=== WHAT IS ASKED ===
Reproduce the data below, switching each "single dot" to "single point" and leaving everything else unchanged.
(begin)
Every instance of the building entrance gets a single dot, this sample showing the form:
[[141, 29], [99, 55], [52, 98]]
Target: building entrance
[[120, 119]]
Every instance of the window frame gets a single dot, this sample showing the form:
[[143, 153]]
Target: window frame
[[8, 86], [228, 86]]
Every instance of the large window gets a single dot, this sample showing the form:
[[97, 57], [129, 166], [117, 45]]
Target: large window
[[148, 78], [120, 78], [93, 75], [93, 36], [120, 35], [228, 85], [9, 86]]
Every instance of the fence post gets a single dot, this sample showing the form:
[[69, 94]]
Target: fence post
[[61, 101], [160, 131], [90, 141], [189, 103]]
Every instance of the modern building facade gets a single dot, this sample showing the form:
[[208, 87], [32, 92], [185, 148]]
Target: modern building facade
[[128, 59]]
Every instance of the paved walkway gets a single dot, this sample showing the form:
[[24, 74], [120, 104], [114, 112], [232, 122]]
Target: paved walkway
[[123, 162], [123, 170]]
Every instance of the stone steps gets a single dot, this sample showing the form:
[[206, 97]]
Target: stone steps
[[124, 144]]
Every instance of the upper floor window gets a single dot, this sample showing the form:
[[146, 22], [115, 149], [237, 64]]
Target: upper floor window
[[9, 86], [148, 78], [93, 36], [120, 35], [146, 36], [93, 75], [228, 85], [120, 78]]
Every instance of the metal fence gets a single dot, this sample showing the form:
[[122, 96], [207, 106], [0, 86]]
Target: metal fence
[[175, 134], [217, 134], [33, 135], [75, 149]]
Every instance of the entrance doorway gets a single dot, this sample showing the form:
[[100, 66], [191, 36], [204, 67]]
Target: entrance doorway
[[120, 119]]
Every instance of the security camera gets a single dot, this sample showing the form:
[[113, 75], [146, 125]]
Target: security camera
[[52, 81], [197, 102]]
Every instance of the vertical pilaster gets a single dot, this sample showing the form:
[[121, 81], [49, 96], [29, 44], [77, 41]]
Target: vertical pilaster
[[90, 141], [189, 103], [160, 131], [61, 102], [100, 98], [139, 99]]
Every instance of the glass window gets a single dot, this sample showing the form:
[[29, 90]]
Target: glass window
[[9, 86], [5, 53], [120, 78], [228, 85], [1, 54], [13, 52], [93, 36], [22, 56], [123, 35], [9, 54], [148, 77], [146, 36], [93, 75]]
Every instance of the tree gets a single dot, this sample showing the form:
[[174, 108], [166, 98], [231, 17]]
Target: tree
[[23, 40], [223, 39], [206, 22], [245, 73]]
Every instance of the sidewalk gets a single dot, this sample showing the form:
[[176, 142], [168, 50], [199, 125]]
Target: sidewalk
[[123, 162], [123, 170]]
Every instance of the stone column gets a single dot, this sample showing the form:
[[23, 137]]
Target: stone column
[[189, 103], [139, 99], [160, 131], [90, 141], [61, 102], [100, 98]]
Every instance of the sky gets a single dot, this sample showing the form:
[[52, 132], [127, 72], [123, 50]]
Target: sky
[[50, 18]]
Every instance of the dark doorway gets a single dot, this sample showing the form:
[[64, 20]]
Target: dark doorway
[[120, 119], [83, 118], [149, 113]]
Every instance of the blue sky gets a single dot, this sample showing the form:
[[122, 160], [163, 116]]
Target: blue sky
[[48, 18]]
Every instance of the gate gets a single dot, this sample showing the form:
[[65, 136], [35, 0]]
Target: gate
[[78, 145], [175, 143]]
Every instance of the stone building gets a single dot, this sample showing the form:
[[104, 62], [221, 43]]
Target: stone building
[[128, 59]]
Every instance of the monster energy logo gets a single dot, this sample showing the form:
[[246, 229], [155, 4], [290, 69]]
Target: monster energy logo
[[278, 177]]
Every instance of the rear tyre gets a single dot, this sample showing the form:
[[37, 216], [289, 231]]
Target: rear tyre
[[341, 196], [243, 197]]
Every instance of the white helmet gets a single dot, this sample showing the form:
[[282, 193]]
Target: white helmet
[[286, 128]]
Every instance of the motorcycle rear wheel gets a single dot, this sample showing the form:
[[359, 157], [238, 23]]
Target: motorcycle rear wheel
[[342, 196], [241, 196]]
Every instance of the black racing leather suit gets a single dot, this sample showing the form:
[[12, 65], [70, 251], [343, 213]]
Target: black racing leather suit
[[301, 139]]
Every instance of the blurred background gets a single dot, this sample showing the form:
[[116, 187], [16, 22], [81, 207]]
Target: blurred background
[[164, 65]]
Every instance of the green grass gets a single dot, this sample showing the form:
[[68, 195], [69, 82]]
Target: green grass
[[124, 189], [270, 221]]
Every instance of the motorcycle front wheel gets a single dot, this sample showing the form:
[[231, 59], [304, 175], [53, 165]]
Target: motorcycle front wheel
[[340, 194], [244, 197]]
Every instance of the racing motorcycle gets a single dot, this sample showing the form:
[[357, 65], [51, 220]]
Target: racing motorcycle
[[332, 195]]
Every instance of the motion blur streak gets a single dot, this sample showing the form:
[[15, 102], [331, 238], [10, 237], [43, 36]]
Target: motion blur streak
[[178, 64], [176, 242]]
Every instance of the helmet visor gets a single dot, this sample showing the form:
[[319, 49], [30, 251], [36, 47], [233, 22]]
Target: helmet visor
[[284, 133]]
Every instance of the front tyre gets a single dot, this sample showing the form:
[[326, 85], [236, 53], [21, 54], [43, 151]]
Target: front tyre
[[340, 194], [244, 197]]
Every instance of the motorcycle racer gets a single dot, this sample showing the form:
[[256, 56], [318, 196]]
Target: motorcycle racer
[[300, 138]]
(end)
=== WRITTEN RESPONSE ===
Every instance of the building entrance gets a single point, this sample showing the form:
[[141, 29], [99, 55], [52, 98]]
Target: building entrance
[[120, 119]]
Every instance of the window frame gets a single point, this sample showing the form:
[[143, 153]]
Target: window frame
[[8, 86], [228, 86]]
Every instance of the large window gets a single point, this sample showing the form:
[[97, 57], [129, 166], [117, 45]]
Target: large window
[[148, 78], [120, 78], [93, 75], [93, 36], [120, 35], [228, 85], [9, 86]]
Every instance of the fence post gets a single point, this sample showing the form:
[[69, 94]]
Target: fence post
[[61, 101], [160, 131], [90, 141], [189, 103]]
Every instance of the modern building facade gets a single point, this sample showing the form:
[[208, 87], [32, 92], [185, 148]]
Target: modern building facade
[[128, 59]]
Every instance of the paved walkway gets a single point, this sample showing the form:
[[24, 74], [120, 104], [114, 112], [232, 122]]
Target: paved walkway
[[123, 162], [123, 170]]
Every instance of the stone steps gets a single point, this sample showing the form:
[[206, 97]]
Target: stone steps
[[124, 144]]
Every instance of the upper floor window gets a single point, this sample showing the form:
[[146, 22], [115, 149], [237, 64]]
Target: upper floor window
[[9, 86], [148, 78], [93, 36], [120, 35], [146, 36], [93, 75], [228, 85], [120, 78]]
Every instance of the metal fence gets a single point, this sample showing the form:
[[122, 96], [207, 106], [0, 86]]
Target: metal fence
[[175, 134], [217, 134], [33, 135], [75, 149]]
Every instance of the entrance doorway gets a single point, this sample showing the form:
[[100, 66], [191, 36], [204, 67]]
Target: entrance doorway
[[120, 119]]
Every instance of the security camera gets a single point, this sample showing the form:
[[113, 75], [146, 125]]
Target: security camera
[[52, 81], [197, 102]]
Every instance of the vertical pilaster gets a single point, this sample showing the form:
[[121, 81], [49, 96], [29, 44], [77, 41]]
Target: vertical pilaster
[[90, 141], [189, 103], [160, 131], [61, 102], [100, 98], [139, 99]]
Every instance of the glass window gets a single point, this sample showing the form:
[[29, 90]]
Target: glass window
[[9, 86], [5, 53], [120, 78], [228, 85], [1, 54], [13, 52], [93, 36], [22, 56], [123, 35], [9, 54], [148, 77], [146, 36], [93, 75]]
Every instance of the tree gets a single point, this sample showing the form:
[[174, 108], [166, 98], [231, 17]]
Target: tree
[[23, 40], [223, 39], [206, 22], [245, 73]]
Every instance of the sidewalk gets a single point, this sample showing the form:
[[176, 142], [168, 50], [199, 125]]
Target: sidewalk
[[123, 162], [123, 170]]
Every instance of the stone column gets a single point, this sample showing the form:
[[23, 137]]
Target: stone column
[[189, 103], [139, 99], [160, 131], [90, 141], [61, 102], [100, 98]]
Every instance of the sky gets a single point, this sample showing the form:
[[52, 132], [127, 72], [123, 50]]
Target: sky
[[50, 18]]
Every instance of the dark doorway gets a single point, this sample showing the form:
[[64, 20]]
Target: dark doorway
[[120, 119], [83, 118], [149, 113]]
Every instance of the blue sky gets a single point, this sample showing the form:
[[122, 160], [163, 116]]
Target: blue sky
[[48, 18]]
Every instance of the gate gets a single point, this sample showing the form:
[[65, 136], [35, 0]]
Target: gate
[[78, 145], [175, 143]]
Every instance of the stone building gets a single point, this sample showing the form:
[[104, 62], [221, 43]]
Target: stone building
[[128, 59]]
Every instance of the monster energy logo gets a single point, this sample showing the form:
[[246, 229], [155, 4], [290, 69]]
Target: monster energy logo
[[278, 177]]
Every instance of the rear tyre gets a single point, this sample showing the form:
[[37, 216], [289, 231]]
Target: rear tyre
[[341, 196], [243, 197]]
Every instance of the white helmet gets a single point, this sample showing the form:
[[282, 193]]
Target: white helmet
[[286, 128]]
Every instance of the motorcycle rear wheel gets a single point, this sample showing the form:
[[359, 157], [238, 23]]
Target: motorcycle rear wheel
[[342, 196], [241, 196]]
Every instance of the black racing leather suit gets a single point, this sample showing the form:
[[12, 65], [70, 251], [343, 213]]
Target: black racing leather suit
[[301, 139]]
Every instance of the blurred background gets a single point, this sample showing the form:
[[116, 187], [16, 22], [81, 207]]
Target: blurred background
[[164, 65]]
Every instance of the green grass gets a single point, this sample showing the form:
[[68, 195], [69, 82]]
Target: green grass
[[124, 189], [270, 221]]
Every instance of the motorcycle front wheel gets a single point, this sample showing the form:
[[231, 59], [304, 175], [53, 165]]
Target: motorcycle front wheel
[[340, 194], [244, 197]]
Every instance of the racing motorcycle gets a single point, this sample showing the form:
[[357, 65], [51, 220]]
Target: racing motorcycle
[[332, 195]]
Every instance of the motion blur streak gets a single point, this sample showing the form:
[[15, 102], [331, 238], [10, 237], [43, 36]]
Target: motion blur streak
[[178, 64], [176, 242]]
Every instance of the helmet visor gets a single point, this sample showing the form:
[[319, 49], [30, 251], [36, 47], [233, 22]]
Target: helmet visor
[[284, 133]]
Every instance of the front tyre gets a single point, this sample showing the form:
[[326, 85], [236, 53], [21, 54], [43, 151]]
Target: front tyre
[[340, 194], [244, 197]]
Every instance of the motorcycle racer gets a single point, this sample showing the form:
[[256, 56], [318, 196]]
Target: motorcycle racer
[[300, 138]]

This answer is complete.